== Description of the task ==
Take the line that contains "Mark every instance of the fountain with" and all lines after it, up to and including the last line of the data, and write them out exactly; nothing else belongs in the answer.

== Input ==

[START]

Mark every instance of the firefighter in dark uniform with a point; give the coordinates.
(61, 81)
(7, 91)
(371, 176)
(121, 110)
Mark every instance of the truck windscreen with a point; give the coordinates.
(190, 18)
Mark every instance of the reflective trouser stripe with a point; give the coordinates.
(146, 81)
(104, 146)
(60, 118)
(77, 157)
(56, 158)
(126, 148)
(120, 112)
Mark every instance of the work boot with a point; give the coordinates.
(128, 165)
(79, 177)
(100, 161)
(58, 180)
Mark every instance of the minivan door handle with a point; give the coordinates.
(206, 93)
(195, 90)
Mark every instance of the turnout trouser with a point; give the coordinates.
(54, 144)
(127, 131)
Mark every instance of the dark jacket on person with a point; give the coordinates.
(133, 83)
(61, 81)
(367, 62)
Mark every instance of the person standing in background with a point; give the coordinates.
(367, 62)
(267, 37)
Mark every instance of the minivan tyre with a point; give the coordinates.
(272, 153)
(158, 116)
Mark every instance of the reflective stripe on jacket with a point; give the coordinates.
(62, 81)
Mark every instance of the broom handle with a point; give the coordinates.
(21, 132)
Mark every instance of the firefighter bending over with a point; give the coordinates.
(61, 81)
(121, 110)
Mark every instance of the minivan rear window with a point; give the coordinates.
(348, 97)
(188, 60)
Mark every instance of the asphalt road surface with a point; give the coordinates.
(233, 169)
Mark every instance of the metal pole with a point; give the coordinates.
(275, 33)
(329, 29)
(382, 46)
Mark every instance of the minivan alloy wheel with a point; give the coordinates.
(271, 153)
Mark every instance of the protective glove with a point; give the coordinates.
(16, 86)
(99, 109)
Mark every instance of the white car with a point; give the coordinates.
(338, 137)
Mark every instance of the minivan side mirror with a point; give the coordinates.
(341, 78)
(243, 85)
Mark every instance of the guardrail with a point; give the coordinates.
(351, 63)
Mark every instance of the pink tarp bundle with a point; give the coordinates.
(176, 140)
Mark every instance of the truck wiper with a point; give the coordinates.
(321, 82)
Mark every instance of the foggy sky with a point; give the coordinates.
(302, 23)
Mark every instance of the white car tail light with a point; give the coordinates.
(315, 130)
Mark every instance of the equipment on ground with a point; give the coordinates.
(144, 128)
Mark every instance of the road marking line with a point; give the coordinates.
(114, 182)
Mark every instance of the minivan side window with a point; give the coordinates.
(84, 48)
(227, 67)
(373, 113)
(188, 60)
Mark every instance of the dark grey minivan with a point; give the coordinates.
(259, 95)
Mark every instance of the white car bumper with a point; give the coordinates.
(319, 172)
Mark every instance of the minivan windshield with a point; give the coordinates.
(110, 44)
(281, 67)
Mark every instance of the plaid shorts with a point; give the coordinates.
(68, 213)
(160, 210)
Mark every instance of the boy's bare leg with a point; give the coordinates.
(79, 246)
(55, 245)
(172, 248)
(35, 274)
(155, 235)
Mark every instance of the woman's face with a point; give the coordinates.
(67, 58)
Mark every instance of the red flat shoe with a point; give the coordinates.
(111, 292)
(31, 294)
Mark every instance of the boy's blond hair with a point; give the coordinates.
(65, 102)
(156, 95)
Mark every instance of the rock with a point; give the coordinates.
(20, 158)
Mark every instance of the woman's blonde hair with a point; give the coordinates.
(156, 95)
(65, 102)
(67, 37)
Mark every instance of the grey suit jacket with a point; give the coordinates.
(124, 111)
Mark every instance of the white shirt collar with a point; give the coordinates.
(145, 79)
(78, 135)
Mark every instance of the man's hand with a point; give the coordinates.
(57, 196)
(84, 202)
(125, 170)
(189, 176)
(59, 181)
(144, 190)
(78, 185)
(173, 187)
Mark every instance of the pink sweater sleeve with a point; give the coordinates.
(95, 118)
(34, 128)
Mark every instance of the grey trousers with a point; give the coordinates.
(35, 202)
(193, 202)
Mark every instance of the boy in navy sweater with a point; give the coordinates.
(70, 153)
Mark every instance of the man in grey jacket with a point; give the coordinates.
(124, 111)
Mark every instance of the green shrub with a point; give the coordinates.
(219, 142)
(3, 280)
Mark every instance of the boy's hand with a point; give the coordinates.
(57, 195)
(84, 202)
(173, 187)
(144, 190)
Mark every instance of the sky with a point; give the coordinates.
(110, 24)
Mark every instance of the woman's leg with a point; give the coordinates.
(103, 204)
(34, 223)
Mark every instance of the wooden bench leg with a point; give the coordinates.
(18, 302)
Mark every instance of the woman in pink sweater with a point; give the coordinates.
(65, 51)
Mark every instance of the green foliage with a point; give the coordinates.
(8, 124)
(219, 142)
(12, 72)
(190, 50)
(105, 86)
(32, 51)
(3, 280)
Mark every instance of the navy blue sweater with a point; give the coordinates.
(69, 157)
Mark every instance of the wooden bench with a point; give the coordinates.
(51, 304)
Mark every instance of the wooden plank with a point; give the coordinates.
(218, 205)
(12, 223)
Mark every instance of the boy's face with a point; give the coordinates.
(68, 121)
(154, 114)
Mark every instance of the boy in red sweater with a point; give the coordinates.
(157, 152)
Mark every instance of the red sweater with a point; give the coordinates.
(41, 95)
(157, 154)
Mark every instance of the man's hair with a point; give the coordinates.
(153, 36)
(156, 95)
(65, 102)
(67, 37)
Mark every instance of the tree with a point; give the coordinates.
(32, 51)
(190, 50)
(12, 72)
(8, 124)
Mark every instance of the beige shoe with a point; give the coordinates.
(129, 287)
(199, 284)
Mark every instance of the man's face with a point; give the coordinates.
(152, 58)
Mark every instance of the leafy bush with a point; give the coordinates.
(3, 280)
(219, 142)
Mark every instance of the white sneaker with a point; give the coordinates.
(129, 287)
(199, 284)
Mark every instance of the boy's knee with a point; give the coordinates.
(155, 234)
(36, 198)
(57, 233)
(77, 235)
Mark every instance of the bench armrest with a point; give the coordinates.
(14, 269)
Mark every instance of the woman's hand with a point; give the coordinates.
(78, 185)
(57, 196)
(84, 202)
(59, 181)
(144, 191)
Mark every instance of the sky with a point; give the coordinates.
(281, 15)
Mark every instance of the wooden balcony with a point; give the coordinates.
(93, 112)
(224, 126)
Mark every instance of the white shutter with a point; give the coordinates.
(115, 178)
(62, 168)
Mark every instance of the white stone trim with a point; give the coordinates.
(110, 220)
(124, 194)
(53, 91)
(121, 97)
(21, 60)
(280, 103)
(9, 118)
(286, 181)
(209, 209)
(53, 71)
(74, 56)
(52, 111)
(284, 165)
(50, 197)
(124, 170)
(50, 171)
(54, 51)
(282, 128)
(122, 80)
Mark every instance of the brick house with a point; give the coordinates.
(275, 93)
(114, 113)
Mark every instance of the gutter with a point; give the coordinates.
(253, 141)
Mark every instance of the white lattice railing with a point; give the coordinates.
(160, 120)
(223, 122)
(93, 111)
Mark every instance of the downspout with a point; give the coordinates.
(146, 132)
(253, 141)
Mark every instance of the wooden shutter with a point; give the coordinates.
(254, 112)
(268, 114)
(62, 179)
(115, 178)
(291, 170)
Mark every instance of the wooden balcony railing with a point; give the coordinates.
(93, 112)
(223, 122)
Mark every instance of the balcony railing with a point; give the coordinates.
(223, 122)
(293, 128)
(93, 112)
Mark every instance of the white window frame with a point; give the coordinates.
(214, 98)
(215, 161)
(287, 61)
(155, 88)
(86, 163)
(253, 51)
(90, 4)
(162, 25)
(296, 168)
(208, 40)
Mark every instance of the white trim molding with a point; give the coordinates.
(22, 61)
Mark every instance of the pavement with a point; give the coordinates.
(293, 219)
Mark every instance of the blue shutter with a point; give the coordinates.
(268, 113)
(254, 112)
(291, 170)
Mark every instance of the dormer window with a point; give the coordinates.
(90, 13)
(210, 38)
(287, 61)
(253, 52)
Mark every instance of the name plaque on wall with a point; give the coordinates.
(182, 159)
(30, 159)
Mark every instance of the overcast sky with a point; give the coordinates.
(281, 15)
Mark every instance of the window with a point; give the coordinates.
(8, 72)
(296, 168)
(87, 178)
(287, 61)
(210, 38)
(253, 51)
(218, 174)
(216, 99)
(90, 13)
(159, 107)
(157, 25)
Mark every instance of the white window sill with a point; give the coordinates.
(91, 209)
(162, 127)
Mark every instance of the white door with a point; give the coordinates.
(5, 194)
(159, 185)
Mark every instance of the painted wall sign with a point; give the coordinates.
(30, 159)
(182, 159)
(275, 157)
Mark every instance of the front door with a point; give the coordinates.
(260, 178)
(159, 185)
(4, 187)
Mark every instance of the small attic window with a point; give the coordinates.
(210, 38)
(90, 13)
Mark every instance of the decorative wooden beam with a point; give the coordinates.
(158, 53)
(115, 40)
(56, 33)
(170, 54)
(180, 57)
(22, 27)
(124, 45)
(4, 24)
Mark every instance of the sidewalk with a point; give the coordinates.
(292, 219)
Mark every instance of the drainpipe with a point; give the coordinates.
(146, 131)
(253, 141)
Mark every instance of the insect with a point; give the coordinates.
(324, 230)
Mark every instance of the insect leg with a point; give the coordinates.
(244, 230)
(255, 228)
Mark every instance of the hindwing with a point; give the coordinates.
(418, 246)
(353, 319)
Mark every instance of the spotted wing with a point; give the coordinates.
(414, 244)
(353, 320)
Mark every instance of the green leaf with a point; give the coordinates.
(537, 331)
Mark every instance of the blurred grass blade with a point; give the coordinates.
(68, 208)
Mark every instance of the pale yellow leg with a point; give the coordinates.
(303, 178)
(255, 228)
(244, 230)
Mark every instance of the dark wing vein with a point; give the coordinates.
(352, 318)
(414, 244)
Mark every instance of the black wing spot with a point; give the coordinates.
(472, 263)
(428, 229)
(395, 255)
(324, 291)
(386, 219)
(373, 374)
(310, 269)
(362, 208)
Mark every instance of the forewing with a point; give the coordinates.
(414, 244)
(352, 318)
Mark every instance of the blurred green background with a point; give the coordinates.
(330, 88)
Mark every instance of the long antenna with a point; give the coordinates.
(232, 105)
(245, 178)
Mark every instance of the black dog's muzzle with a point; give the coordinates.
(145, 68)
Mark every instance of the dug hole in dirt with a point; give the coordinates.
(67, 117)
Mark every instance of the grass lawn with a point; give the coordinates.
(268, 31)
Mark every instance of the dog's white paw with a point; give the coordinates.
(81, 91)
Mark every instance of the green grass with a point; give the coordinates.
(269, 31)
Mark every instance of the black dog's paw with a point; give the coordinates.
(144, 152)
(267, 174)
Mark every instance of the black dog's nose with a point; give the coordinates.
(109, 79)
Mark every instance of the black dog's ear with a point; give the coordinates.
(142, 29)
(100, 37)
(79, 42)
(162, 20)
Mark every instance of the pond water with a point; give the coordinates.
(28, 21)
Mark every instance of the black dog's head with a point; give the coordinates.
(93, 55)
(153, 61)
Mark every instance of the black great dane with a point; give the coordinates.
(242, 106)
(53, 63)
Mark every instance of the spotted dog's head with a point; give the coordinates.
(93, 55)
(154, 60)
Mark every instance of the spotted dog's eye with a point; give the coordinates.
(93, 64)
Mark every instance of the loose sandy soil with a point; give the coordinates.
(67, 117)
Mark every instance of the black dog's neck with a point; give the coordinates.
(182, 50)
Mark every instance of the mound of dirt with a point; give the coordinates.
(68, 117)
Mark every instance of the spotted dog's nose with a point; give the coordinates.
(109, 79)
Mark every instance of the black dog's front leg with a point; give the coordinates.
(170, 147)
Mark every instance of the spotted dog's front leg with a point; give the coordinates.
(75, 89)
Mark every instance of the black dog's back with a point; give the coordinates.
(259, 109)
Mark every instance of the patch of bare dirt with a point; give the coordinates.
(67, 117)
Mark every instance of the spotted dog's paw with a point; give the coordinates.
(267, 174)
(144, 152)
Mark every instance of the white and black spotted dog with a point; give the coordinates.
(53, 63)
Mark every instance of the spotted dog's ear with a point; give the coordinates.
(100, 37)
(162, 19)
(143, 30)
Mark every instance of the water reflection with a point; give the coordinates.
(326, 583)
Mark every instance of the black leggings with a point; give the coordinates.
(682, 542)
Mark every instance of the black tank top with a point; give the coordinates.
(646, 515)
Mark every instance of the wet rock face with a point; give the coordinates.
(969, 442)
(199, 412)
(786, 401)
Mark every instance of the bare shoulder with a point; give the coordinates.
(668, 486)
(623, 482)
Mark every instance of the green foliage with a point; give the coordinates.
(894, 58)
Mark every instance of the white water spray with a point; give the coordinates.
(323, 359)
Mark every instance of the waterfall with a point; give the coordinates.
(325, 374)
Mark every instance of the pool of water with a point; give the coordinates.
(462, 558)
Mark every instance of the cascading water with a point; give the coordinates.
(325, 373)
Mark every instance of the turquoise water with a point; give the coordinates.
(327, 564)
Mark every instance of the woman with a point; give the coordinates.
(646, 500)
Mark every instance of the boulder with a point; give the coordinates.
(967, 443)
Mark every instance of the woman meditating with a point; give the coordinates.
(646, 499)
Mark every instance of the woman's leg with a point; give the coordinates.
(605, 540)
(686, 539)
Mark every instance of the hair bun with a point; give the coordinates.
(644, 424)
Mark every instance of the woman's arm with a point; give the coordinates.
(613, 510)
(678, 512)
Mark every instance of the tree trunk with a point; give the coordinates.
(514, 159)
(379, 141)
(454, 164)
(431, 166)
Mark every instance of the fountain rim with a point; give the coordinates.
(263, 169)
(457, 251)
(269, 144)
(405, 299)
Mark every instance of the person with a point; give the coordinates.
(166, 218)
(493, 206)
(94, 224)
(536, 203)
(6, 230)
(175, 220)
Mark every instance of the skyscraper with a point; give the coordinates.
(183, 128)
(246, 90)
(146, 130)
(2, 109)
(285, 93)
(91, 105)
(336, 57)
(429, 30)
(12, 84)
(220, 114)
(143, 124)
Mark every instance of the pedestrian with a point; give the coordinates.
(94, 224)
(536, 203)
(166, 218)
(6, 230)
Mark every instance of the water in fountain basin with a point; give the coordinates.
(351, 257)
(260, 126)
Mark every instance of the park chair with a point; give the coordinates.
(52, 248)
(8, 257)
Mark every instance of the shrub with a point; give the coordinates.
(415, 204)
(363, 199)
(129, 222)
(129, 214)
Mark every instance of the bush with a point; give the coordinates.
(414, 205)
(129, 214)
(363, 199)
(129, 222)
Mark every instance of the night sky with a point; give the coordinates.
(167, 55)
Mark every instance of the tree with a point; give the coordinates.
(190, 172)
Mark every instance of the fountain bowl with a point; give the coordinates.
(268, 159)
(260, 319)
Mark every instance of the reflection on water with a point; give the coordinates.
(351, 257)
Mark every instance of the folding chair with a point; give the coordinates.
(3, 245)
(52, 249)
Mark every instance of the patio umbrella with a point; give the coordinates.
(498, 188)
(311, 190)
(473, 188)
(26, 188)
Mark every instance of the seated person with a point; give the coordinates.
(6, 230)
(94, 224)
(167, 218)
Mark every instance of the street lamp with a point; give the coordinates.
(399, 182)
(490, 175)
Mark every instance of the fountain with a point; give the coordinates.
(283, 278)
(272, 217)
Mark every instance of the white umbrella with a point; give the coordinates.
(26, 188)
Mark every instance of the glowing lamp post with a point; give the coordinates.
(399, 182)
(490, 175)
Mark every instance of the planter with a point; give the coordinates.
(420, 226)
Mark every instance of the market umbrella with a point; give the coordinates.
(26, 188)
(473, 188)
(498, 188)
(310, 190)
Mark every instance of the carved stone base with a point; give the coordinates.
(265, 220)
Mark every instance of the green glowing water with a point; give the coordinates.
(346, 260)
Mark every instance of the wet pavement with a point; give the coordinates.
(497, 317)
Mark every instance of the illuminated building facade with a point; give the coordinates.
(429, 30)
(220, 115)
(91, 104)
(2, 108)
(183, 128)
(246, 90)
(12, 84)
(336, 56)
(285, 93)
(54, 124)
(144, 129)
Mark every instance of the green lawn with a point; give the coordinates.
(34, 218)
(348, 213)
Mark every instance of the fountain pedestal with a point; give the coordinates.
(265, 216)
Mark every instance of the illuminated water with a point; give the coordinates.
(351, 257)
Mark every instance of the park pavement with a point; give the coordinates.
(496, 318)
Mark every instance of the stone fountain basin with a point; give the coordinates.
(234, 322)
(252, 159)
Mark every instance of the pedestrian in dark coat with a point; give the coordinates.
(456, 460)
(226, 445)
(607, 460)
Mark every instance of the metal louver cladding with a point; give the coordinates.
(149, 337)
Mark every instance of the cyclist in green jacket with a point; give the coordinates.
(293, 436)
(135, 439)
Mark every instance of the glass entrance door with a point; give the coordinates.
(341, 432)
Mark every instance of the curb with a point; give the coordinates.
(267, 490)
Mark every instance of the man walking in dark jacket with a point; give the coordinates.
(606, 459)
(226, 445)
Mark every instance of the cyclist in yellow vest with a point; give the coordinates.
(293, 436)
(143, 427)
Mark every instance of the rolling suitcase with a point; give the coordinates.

[END]

== Reply to the task ==
Mark every instance of the fountain with a point; give the coordinates.
(283, 278)
(272, 217)
Mark every instance of the white umbrella with a point; give the coordinates.
(26, 188)
Mark every instance of the glowing lamp post with a point; give the coordinates.
(399, 182)
(490, 175)
Mark every instance of the planter with a point; give the coordinates.
(420, 226)
Mark every instance of the market umbrella with a point; give the coordinates.
(26, 188)
(473, 188)
(498, 188)
(310, 190)
Mark every instance of the carved stone base with a point; give the coordinates.
(265, 220)
Mark every instance of the green glowing water with a point; give the coordinates.
(346, 260)
Mark every instance of the wet pavement with a point; give the coordinates.
(497, 317)
Mark every instance of the illuminated building facade with a point; give the coordinates.
(429, 30)
(220, 115)
(91, 104)
(2, 108)
(183, 128)
(246, 90)
(12, 84)
(336, 56)
(285, 93)
(54, 124)
(144, 129)
Mark every instance of the green lawn with a point; give the coordinates.
(34, 218)
(348, 213)
Mark every instance of the fountain pedestal with a point; give the coordinates.
(265, 216)
Mark every instance of the illuminated water with a point; give the coordinates.
(351, 257)
Mark every instance of the park pavement with a point; give the coordinates.
(496, 318)
Mark every instance of the stone fountain basin with a point; give the coordinates.
(234, 322)
(252, 159)
Mark every instance of the pedestrian in dark coat with a point; give the coordinates.
(456, 460)
(226, 445)
(607, 460)
Mark every instance of the metal louver cladding with a point; give the coordinates.
(149, 337)
Mark every instance of the cyclist in green jacket with a point; give the coordinates.
(293, 436)
(135, 439)
Mark every instance of the glass entrance door with a point; give the coordinates.
(341, 432)
Mark every instance of the curb with a point; give the coordinates.
(267, 490)
Mark every instance of the man walking in dark jacket with a point; give the coordinates.
(606, 459)
(226, 445)
Mark every instance of the cyclist in yellow vest with a point; give the coordinates.
(293, 436)
(143, 427)
Mark every instance of the rolling suitcase with a point; give the coordinates.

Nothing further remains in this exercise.